#### EXERCISE SET:
a: Answer these questions from the passage on the adoption dispute:
(i) On what date did the parties separate?
(ii) What does the wife deny about the adoption?
(iii) What is the earliest date by which the husband says solicitors could be instructed to look into the matter?
b: From the passage on the adoption dispute, reproduce the part that opens with the words containing "The husband in" and closes with "to these allegations.".

#### DOCUMENT PASSAGE:

The parties separated on 3 December 2010 when the wife says the husband, without notice, returned to Australia leaving her in Greece with the two children. He advised the wife at that time that he had changed his mind about the adoption and no longer wanted to take responsibility for the children.
The husband in his affidavit essentially confirms the steps the parties took to adopt the two children and his involvement in the process, however he now alleges that the adoption was part of an international black market child smuggling scheme and should be set aside. It is the husband’s case that the children were placed in the wife’s care before his arrival in Greece and it was only, he says, after he arrived in Greece that he became aware that payment had been made for the children, which he says, was above and beyond what he had thought was the standard charges associated with adoption. The wife denies that the adoption was illegal or part of a black market child smuggling scheme. The evidence has not been tested and I cannot make findings in relation to these allegations.
The husband deposes that his solicitors have made contact with solicitors in Greece with specific expertise in the adoption and Hague Convention area of law. It is clear from his evidence that he has not actually instructed those solicitors to advise as to whether or not he can appeal from the adoption orders and now seeks time to enable his solicitors to investigate whether it may be possible to overturn the adoption orders. He further deposes that he has been advised that as it is summer in Greece it will not be possible to instruct solicitors to look into the matter until 3 September 2012 at the earliest.

#### PROVIDED MATERIAL:
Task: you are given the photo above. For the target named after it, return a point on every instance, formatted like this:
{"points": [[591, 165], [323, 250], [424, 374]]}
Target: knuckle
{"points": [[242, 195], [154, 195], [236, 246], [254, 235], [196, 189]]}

#### RESULTS:
a:
(i) 3 December 2010
(ii) That the adoption was illegal or part of a black market child smuggling scheme
(iii) 3 September 2012

b:
The husband in his affidavit essentially confirms the steps the parties took to adopt the two children and his involvement in the process, however he now alleges that the adoption was part of an international black market child smuggling scheme and should be set aside. It is the husband’s case that the children were placed in the wife’s care before his arrival in Greece and it was only, he says, after he arrived in Greece that he became aware that payment had been made for the children, which he says, was above and beyond what he had thought was the standard charges associated with adoption. The wife denies that the adoption was illegal or part of a black market child smuggling scheme. The evidence has not been tested and I cannot make findings in relation to these allegations.